DOCUMENT.

Shameful waste

The Times tells us that EPISD is considering the closure of 11 elementary schools that are underutilized.

That may be a good idea.

Then again we should not have any confidence in the belief that the district has figured out where to move the students and teachers to nor what the moves will do to their bus transportation needs.

Will the schools that receive these students have the capacity to handle them?  Don’t assume that the issue has been thought through.

For all we know they will decide that they need to build new schools to replace the ones that they are closing.

The taxpayers also deserve answers as to why the district spent millions of dollars on brand new multipurpose buildings for some of these elementary schools when they knew that the schools were underutilized.

The picture below was taken on June 21, 2016 at Carlos Rivera elementary school, one of the schools that they are thinking about closing.

The banner tells us that they were building a new building for the very school that is now on the list for closure.

The district knew that these schools were underutilized for years yet they wasted our dollars building unneeded facilities.

I wonder who will ultimately profit from these properties.

We deserve better



21 Responses to Shameful waste

  1. Mike Schwartz says:

    Brutus, it is a good idea to close 11 elementary schools. They could probably also close 2 or 3 middle schools since without the feed from the elementary the MS utilization will be down. I doubt they have worked thru who will go where and how the buses will be rerouted. The district continues to be in a spending panic. The multipurpose classroom additions no doubt were to satisfy New Tech or some other “essential learning initiative.” Who will ultimately profit from the closed schools? Charter schools might. The law says the district has to offer those schools first to a charter group. Does the district know what its is doing? Of course not. They need more money to study the problem and more money to fix the problems. No one person is in charge. Instead you have each of the Trustees with their projects. Cabrera and a couple of admin types with their projects. Other admin types with their pet projects. And a couple of groups within central office that are bound and determined to run things their way. Not enough voter participation tells all these project managers that they don’t have to worry about oversight.

    Liked by 1 person

    • Dan Wever says:

      Mike, what do you mean buses? Take Alta Vista for example, the 4 schools that they say the students will be assigned to are .9, 1.4, .9 and 1.5 miles away from Alta Vista and that means most of the students will be within walking distance of their new schools.


  2. Anonymous says:

    Tax, waste, spend, tax some MORE. That is all that people at EPISD know. Everybody that works on Boeing should be charged with waste, fraud, misappropriation of funds, mismanagement. And if they charge all of them, maybe will get the right ones. The ones that steal from TAXPAYERS, regardless of how ridiculous, wasteful the spending is. Maybe one day VOTERS, TAXPAYERS will stop giving THEM all the money they lie about and say “It’s for the children”. When compared to these people now, Lorenzo Garcia was little more than a piggy bank “robbery”.


  3. Old Fart says:

    The unfortunate thing with some of our local school districts, is you have people who demand keeping ‘under utilized’ schools near them open, regardless of the overall economic and tax impact to district property taxpayers.

    If you take time to dispassionately wade through all the bull shit arguments’ and justifications over why some of these schools can’t be closed, you will find that some people are rigidly tied to the ‘status quo’ and will accept no reasonable change.

    This current EPISD school closure debate is a ‘case study’ example of the problem locally elected officials face. The only likely solution is for the state legislature to step in, and start restricting state funding for inefficient, underutilized schools.

SOURCE DATA.
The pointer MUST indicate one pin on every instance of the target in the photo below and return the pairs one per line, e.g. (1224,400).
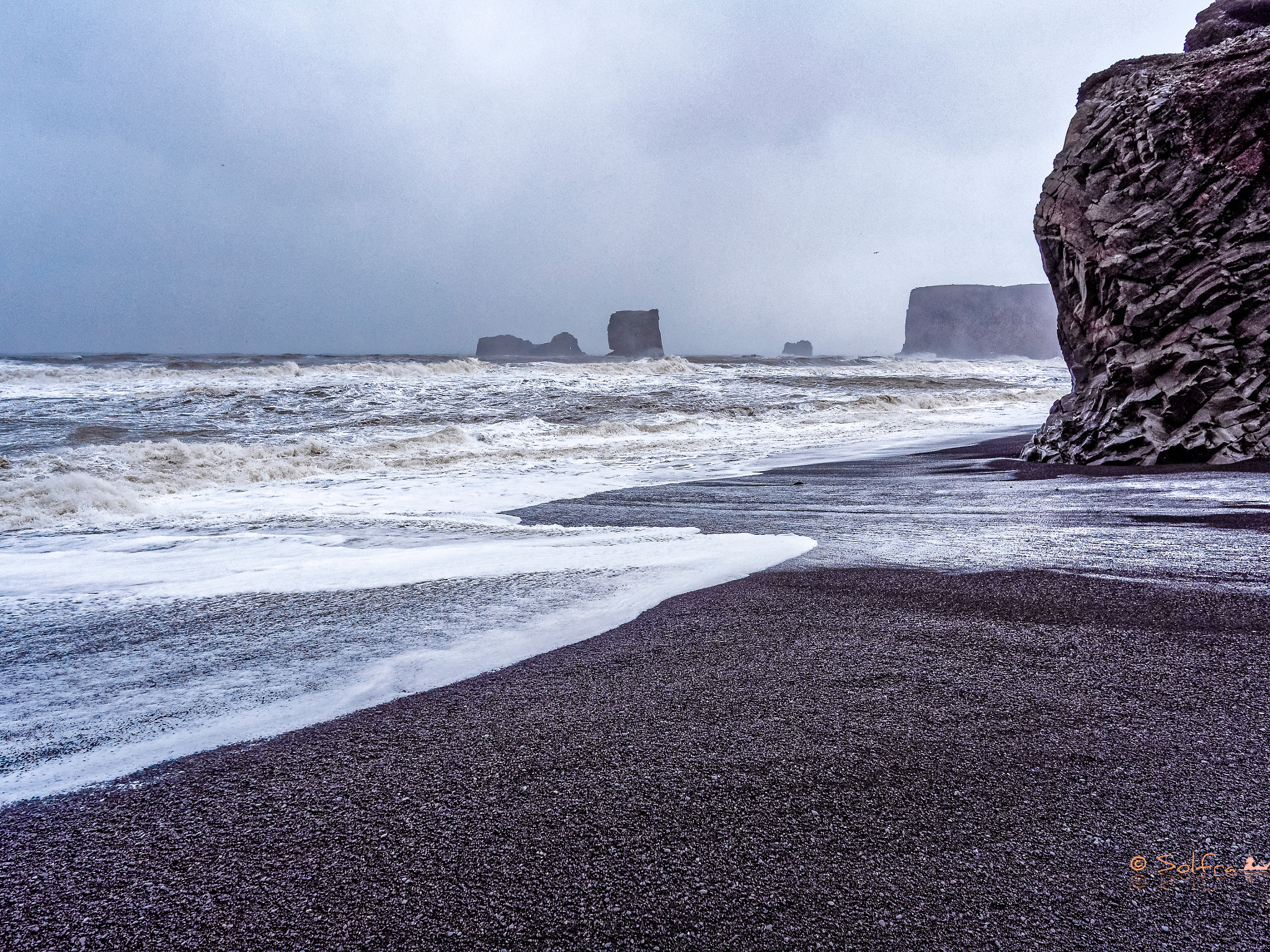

WHAT NEEDS TO BE DONE.
Copy the post about the EPISD school closures word for word, from "Will the schools" to "from these properties.".

RESULT.
Will the schools that receive these students have the capacity to handle them?  Don’t assume that the issue has been thought through.

For all we know they will decide that they need to build new schools to replace the ones that they are closing.

The taxpayers also deserve answers as to why the district spent millions of dollars on brand new multipurpose buildings for some of these elementary schools when they knew that the schools were underutilized.

The picture below was taken on June 21, 2016 at Carlos Rivera elementary school, one of the schools that they are thinking about closing.

The banner tells us that they were building a new building for the very school that is now on the list for closure.

The district knew that these schools were underutilized for years yet they wasted our dollars building unneeded facilities.

I wonder who will ultimately profit from these properties.